>> begin EXTRACTED INFORMATION

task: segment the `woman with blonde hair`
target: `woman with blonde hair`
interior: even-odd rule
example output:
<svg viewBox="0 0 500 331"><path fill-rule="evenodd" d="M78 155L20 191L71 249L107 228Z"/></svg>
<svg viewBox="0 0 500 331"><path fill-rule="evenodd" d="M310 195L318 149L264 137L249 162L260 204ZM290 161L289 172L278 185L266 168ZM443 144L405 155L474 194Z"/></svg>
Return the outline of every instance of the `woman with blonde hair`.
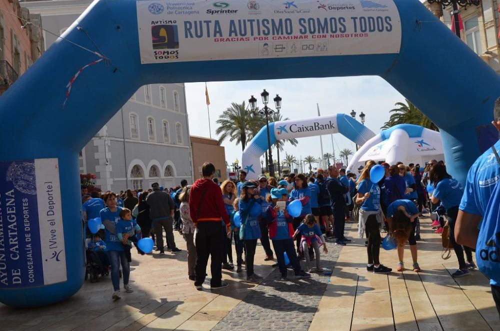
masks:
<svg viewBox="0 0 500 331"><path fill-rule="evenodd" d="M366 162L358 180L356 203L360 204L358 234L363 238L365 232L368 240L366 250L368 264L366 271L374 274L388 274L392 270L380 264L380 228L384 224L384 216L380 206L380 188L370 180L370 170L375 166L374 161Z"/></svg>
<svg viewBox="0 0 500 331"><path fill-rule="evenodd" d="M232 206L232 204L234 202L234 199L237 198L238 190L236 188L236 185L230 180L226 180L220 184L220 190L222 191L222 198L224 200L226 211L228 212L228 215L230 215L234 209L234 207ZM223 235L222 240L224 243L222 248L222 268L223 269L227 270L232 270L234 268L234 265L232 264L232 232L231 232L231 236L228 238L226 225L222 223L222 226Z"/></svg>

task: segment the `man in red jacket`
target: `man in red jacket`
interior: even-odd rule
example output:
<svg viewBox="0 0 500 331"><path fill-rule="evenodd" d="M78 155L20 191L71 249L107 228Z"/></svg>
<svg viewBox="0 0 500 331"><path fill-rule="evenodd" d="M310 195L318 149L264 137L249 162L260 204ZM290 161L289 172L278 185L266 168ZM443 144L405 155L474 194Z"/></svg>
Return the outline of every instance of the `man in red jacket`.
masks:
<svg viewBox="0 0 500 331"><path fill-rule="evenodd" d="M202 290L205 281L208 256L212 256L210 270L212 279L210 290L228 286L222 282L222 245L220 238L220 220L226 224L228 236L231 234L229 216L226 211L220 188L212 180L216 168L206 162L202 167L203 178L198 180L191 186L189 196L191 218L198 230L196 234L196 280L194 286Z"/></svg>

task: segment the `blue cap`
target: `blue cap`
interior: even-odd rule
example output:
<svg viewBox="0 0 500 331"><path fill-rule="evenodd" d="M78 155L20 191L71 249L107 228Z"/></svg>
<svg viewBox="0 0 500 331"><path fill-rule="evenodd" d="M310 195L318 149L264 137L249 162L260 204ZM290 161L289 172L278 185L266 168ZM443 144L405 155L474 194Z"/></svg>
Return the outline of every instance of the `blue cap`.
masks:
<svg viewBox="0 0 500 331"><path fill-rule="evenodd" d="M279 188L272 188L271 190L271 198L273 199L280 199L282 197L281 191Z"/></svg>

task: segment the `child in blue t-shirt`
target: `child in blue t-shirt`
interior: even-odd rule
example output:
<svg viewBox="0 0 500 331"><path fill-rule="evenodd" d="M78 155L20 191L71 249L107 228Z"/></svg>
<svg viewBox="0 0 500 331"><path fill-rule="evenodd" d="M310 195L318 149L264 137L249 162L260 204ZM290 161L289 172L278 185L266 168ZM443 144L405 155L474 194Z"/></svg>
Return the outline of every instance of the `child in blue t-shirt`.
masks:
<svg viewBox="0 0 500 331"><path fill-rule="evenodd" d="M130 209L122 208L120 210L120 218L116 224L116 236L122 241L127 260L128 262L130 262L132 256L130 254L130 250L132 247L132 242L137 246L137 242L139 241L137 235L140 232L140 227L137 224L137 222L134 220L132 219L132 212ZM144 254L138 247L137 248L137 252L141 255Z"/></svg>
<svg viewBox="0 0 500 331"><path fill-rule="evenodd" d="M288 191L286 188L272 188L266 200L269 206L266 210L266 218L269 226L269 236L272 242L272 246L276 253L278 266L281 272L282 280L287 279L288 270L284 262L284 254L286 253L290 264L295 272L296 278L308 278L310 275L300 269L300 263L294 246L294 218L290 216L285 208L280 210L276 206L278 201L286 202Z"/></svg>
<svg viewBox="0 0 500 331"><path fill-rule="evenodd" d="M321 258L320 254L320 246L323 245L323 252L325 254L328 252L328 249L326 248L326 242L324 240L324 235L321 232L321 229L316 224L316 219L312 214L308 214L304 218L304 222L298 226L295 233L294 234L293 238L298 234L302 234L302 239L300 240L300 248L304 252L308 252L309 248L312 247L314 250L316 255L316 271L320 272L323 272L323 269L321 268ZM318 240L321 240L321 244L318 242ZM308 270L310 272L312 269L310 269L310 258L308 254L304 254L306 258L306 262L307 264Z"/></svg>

>> end EXTRACTED INFORMATION

### WHAT YOU SHOULD DO:
Give the data again exactly as written, with all pictures left out.

### RESULT OF THE TASK:
task: segment the `woman with blonde hair`
target: `woman with blonde hair`
interior: even-odd rule
example output:
<svg viewBox="0 0 500 331"><path fill-rule="evenodd" d="M78 155L20 191L71 249L107 228Z"/></svg>
<svg viewBox="0 0 500 331"><path fill-rule="evenodd" d="M310 195L318 149L264 137L249 162L260 204ZM290 161L289 172L278 185L266 168ZM443 144L405 155L474 194Z"/></svg>
Return the outline of every instance of the `woman with blonde hair`.
masks:
<svg viewBox="0 0 500 331"><path fill-rule="evenodd" d="M366 162L358 180L356 203L360 204L358 234L363 238L365 232L368 240L366 250L368 264L366 271L374 274L388 274L392 270L380 264L380 228L384 224L384 216L380 206L380 188L370 180L370 170L375 166L374 161Z"/></svg>
<svg viewBox="0 0 500 331"><path fill-rule="evenodd" d="M232 206L232 204L234 202L234 199L237 198L238 190L236 188L236 185L230 180L226 180L220 184L220 190L222 191L222 198L224 200L226 211L228 212L228 215L230 215L234 209L234 207ZM223 235L222 240L224 243L222 248L222 268L223 269L227 270L232 270L234 268L234 265L232 264L232 232L231 232L231 236L228 238L226 225L222 223L222 226Z"/></svg>

task: segment the `man in red jacket`
target: `man in red jacket`
interior: even-odd rule
example output:
<svg viewBox="0 0 500 331"><path fill-rule="evenodd" d="M78 155L20 191L71 249L107 228Z"/></svg>
<svg viewBox="0 0 500 331"><path fill-rule="evenodd" d="M310 195L318 149L264 137L249 162L260 204ZM290 161L289 172L278 185L266 168ZM443 144L405 155L474 194Z"/></svg>
Return the outline of every instance of the `man in red jacket`.
masks:
<svg viewBox="0 0 500 331"><path fill-rule="evenodd" d="M202 290L205 281L208 256L212 256L210 270L212 279L210 290L228 286L222 282L222 245L220 238L220 220L226 224L228 236L231 234L229 216L226 211L220 188L212 180L216 168L206 162L202 167L203 178L198 180L191 186L189 196L191 218L198 230L196 234L196 280L194 286Z"/></svg>

task: segment the `blue cap`
target: `blue cap`
interior: even-odd rule
example output:
<svg viewBox="0 0 500 331"><path fill-rule="evenodd" d="M78 155L20 191L71 249L107 228Z"/></svg>
<svg viewBox="0 0 500 331"><path fill-rule="evenodd" d="M310 195L318 149L264 137L249 162L260 204ZM290 161L289 172L278 185L266 168ZM443 144L405 155L474 194Z"/></svg>
Return the outline of every instance of the `blue cap`.
masks:
<svg viewBox="0 0 500 331"><path fill-rule="evenodd" d="M279 188L272 188L271 190L271 198L273 199L280 199L282 197L281 191Z"/></svg>

task: segment the `child in blue t-shirt`
target: `child in blue t-shirt`
interior: even-odd rule
example output:
<svg viewBox="0 0 500 331"><path fill-rule="evenodd" d="M78 155L20 191L71 249L107 228Z"/></svg>
<svg viewBox="0 0 500 331"><path fill-rule="evenodd" d="M310 195L318 149L264 137L249 162L260 204ZM290 161L289 172L278 185L266 168ZM443 144L405 155L474 194Z"/></svg>
Return the outline of every instance of the `child in blue t-shirt`.
masks:
<svg viewBox="0 0 500 331"><path fill-rule="evenodd" d="M130 209L122 208L120 210L120 218L116 224L116 236L122 241L127 260L128 262L130 262L132 256L130 254L130 250L132 247L132 242L137 246L137 242L139 241L137 235L140 232L140 227L137 224L137 222L134 220L132 219L132 212ZM144 254L138 247L137 248L137 252L141 255Z"/></svg>
<svg viewBox="0 0 500 331"><path fill-rule="evenodd" d="M288 191L286 188L272 188L266 200L269 206L266 210L266 218L269 226L269 236L272 242L272 246L276 253L278 266L281 272L282 280L287 279L288 270L284 262L284 254L286 253L290 264L295 272L296 278L308 278L310 275L300 269L300 263L294 246L294 218L290 216L285 208L280 210L276 206L278 201L286 202Z"/></svg>
<svg viewBox="0 0 500 331"><path fill-rule="evenodd" d="M321 258L320 254L320 246L323 245L323 252L325 254L328 252L328 249L326 248L326 242L324 240L324 235L321 232L321 229L316 224L316 219L312 214L308 214L304 218L304 222L298 226L295 233L294 234L293 238L298 234L302 234L302 239L300 240L300 248L304 252L308 252L309 248L312 247L314 250L316 255L316 271L320 272L323 272L323 269L321 268ZM318 240L321 240L321 244L318 242ZM308 270L310 272L312 269L310 269L310 258L308 254L304 254L306 258L306 262L307 264Z"/></svg>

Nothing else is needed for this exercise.